## RECORDS FOR PROCESSING
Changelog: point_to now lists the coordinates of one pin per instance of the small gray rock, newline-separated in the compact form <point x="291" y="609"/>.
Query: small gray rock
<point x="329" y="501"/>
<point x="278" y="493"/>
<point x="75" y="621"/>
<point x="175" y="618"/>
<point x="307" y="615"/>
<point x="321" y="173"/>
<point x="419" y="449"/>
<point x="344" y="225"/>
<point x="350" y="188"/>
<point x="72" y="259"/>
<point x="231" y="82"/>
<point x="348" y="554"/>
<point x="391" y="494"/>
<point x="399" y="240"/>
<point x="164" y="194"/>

...

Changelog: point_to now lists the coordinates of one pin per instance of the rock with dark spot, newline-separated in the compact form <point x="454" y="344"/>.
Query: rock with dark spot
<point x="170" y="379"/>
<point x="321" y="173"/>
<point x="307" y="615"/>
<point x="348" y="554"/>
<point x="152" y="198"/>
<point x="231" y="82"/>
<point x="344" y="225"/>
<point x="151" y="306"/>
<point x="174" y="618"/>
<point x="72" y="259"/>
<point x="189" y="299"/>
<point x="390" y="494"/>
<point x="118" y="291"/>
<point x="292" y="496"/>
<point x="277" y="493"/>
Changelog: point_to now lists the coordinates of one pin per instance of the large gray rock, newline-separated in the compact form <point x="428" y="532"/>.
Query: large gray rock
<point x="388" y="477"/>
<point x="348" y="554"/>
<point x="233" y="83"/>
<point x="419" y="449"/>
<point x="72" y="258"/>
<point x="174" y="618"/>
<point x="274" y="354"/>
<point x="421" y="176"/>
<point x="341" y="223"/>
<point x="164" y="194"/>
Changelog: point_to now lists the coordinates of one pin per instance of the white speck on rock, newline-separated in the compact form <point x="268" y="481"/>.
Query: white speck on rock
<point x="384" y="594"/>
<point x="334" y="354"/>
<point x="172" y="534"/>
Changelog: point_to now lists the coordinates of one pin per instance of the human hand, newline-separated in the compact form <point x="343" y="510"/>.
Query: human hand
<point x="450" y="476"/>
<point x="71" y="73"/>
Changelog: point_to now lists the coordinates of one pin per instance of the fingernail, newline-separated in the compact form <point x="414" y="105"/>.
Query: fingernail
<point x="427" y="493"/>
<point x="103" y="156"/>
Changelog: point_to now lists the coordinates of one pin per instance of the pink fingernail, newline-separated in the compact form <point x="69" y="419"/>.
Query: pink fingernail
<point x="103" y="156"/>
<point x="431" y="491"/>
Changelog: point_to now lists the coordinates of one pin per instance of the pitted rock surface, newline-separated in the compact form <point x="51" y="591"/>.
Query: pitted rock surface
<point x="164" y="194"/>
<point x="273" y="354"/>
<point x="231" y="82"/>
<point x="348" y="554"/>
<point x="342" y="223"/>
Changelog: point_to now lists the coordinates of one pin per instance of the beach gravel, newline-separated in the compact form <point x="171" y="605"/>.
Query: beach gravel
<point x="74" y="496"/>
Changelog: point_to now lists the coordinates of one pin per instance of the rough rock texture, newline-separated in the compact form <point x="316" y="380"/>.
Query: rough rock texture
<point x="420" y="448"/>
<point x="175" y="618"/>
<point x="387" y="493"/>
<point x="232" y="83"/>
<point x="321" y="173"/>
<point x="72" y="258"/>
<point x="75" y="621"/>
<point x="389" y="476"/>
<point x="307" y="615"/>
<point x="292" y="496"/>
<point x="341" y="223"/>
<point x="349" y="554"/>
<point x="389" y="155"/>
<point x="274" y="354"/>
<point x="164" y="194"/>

--

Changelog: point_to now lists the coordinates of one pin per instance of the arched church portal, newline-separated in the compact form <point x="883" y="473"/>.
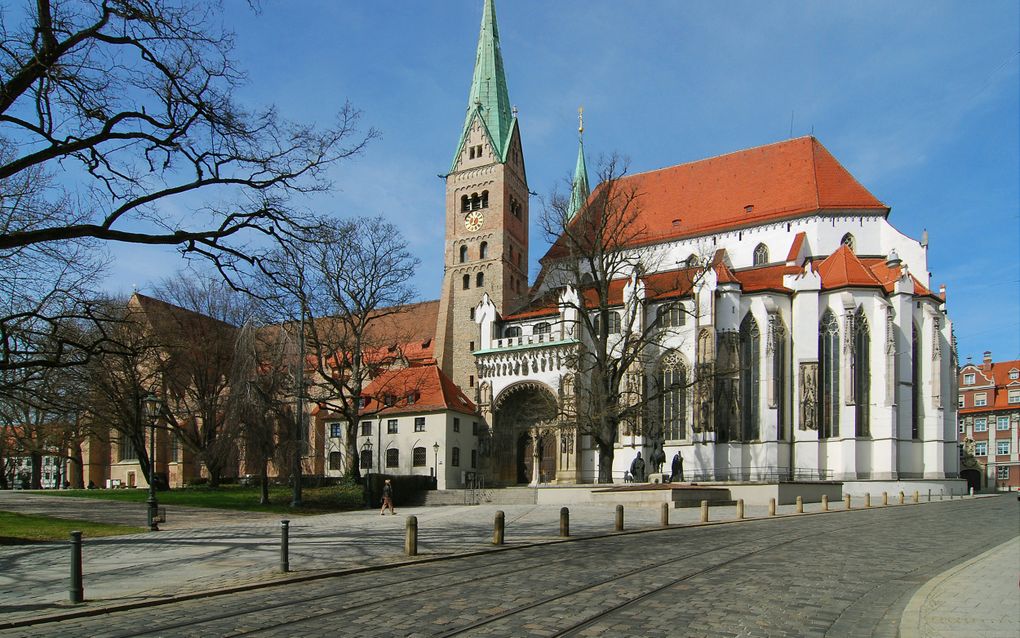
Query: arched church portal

## GIVEN EXERCISE
Count how many lines of the records contain the string "pink" and give only that number.

## SOLUTION FOR THIS TASK
2